§ WHAT TO WORK ON:
Take the line that contains "Give the mask of every instance of the distant" as the first line and the final line of the records as the last; return exactly those lines and the lines between.
(MATERIAL FOR THIS EXERCISE)
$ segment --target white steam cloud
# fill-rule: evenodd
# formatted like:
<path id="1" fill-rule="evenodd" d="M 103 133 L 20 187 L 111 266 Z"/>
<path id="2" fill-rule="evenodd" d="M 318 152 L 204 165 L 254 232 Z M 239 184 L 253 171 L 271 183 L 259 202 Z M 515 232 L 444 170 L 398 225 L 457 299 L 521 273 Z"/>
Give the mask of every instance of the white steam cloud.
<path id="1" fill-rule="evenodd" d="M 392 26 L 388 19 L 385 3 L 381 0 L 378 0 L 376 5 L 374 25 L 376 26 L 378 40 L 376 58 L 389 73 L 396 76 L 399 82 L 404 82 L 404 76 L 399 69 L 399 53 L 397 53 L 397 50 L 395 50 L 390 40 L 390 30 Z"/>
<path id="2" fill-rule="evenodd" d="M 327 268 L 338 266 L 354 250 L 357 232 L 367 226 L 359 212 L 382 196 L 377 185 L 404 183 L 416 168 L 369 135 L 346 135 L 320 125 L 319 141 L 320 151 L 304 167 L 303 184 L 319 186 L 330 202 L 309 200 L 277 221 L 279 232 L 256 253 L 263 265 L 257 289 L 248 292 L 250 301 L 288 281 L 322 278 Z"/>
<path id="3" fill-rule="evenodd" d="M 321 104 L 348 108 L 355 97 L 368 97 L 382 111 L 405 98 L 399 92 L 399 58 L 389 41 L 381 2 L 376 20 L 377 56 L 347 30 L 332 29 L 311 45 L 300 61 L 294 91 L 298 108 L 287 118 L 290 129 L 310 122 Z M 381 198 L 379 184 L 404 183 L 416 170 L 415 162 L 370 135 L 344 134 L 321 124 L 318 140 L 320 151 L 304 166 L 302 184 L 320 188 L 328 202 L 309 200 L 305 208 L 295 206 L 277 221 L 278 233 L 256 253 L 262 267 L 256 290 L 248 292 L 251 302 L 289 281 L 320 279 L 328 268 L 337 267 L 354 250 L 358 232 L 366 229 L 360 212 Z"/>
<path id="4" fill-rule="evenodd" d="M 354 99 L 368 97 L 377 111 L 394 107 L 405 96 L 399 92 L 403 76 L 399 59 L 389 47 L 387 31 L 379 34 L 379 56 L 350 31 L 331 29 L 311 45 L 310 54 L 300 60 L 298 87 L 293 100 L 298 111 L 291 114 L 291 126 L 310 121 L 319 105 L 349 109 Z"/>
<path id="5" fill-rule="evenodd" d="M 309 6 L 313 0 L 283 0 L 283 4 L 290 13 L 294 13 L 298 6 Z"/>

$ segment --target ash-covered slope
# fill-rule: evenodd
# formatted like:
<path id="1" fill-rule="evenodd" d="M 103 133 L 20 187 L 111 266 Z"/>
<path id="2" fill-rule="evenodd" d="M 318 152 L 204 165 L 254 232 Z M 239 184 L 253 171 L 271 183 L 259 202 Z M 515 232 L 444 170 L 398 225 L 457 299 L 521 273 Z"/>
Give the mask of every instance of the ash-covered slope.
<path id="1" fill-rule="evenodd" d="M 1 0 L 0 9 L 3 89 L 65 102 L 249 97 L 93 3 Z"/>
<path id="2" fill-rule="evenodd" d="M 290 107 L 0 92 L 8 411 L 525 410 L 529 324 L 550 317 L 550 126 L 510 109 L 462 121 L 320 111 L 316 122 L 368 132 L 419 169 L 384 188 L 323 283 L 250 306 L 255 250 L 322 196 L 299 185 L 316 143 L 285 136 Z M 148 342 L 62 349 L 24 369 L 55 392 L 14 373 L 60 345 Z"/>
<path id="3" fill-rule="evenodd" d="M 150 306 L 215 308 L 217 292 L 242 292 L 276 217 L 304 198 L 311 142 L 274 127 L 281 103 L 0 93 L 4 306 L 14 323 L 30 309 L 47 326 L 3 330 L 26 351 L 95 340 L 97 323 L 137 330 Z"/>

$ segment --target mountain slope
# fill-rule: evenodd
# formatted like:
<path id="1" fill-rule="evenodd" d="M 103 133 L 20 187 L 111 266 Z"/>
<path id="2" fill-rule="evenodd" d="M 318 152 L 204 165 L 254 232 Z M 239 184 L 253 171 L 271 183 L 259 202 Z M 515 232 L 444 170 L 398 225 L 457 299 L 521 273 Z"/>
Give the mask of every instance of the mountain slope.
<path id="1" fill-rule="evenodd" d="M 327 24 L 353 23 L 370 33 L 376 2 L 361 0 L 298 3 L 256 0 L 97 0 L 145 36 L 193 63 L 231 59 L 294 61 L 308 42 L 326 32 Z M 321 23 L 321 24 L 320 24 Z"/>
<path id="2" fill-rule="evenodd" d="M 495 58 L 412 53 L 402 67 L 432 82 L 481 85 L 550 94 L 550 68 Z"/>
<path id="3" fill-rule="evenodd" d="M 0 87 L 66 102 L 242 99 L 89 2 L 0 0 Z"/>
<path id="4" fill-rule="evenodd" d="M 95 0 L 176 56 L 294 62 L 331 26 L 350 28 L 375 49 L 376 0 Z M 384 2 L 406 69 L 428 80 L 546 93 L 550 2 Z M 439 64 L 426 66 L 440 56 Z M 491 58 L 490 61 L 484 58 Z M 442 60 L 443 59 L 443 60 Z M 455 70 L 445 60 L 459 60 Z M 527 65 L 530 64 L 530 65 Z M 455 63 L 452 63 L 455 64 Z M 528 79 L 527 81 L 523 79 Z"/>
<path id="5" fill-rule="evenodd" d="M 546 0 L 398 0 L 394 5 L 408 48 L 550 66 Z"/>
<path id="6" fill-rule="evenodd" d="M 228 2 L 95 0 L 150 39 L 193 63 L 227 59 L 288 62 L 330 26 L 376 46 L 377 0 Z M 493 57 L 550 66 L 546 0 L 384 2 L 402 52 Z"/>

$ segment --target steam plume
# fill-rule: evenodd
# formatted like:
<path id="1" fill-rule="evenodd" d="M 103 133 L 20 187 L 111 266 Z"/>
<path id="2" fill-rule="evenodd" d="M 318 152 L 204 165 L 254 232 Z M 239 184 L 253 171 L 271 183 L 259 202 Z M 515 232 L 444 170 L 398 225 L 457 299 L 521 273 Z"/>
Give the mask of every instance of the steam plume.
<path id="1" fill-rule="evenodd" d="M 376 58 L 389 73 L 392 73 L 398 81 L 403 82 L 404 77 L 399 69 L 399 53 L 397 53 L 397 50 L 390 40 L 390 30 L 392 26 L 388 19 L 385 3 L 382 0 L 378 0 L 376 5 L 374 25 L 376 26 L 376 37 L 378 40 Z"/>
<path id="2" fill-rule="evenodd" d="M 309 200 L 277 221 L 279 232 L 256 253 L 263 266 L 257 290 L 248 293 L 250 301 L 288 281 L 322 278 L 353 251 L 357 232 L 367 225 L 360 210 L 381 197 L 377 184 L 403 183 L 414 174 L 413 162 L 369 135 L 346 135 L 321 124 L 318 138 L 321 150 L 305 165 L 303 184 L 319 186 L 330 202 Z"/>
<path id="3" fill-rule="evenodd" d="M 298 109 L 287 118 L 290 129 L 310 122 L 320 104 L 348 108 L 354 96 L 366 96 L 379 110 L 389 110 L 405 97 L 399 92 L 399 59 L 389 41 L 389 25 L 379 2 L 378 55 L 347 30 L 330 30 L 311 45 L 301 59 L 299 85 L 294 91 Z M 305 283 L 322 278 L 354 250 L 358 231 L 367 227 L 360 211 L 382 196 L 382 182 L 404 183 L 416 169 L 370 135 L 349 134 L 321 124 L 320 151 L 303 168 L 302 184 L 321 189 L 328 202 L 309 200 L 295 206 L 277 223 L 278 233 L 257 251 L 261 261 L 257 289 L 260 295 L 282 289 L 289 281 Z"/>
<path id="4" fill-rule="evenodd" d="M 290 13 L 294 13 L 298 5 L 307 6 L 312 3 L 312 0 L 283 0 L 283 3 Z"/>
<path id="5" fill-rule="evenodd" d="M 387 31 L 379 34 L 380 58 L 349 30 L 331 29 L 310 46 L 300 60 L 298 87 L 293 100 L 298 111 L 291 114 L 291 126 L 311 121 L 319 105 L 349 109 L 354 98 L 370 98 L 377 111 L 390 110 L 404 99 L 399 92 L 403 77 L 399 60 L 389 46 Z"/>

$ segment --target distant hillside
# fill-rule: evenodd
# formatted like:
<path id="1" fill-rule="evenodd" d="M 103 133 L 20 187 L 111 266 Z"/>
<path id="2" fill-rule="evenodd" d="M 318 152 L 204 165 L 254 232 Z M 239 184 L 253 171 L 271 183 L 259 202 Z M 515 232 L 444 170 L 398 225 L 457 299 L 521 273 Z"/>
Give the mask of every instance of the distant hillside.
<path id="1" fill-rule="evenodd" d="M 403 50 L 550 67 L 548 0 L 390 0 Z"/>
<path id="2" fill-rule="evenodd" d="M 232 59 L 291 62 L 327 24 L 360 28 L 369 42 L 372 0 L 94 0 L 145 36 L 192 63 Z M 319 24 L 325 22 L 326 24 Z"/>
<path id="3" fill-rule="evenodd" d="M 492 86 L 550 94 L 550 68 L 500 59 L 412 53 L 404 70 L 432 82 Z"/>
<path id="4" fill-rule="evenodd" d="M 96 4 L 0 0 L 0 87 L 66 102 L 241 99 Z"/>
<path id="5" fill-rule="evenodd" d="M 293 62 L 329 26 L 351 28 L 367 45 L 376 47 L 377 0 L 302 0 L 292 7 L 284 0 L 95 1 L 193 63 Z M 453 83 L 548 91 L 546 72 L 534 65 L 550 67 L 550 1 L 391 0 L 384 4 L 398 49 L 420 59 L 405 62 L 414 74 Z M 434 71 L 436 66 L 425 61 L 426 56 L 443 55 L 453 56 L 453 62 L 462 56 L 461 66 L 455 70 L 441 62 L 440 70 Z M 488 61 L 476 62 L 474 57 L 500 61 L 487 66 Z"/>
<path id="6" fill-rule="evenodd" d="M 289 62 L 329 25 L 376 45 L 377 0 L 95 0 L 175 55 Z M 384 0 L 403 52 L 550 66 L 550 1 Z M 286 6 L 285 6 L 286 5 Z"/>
(End MATERIAL FOR THIS EXERCISE)
§ PROBLEM SOLUTION:
Give the mask of every instance of the distant hillside.
<path id="1" fill-rule="evenodd" d="M 403 50 L 550 67 L 548 0 L 390 0 Z"/>
<path id="2" fill-rule="evenodd" d="M 232 59 L 291 62 L 327 24 L 360 28 L 369 42 L 372 0 L 94 0 L 145 36 L 192 63 Z M 319 24 L 325 22 L 326 24 Z"/>
<path id="3" fill-rule="evenodd" d="M 492 86 L 550 94 L 550 68 L 500 59 L 412 53 L 404 70 L 432 82 Z"/>
<path id="4" fill-rule="evenodd" d="M 96 4 L 0 0 L 0 87 L 66 102 L 241 99 Z"/>
<path id="5" fill-rule="evenodd" d="M 293 62 L 329 26 L 351 28 L 367 45 L 376 47 L 377 0 L 302 0 L 292 7 L 284 0 L 95 1 L 193 63 Z M 453 83 L 548 91 L 546 72 L 534 65 L 550 67 L 550 1 L 391 0 L 384 4 L 398 49 L 420 59 L 405 62 L 414 74 Z M 434 71 L 436 66 L 425 61 L 426 56 L 443 55 L 453 56 L 453 62 L 462 56 L 461 66 L 455 70 L 441 62 L 440 70 Z M 488 61 L 476 62 L 474 57 L 500 61 L 487 66 Z"/>
<path id="6" fill-rule="evenodd" d="M 289 62 L 329 25 L 376 45 L 377 0 L 95 0 L 175 55 Z M 384 0 L 403 52 L 550 66 L 550 1 Z M 286 6 L 285 6 L 286 5 Z"/>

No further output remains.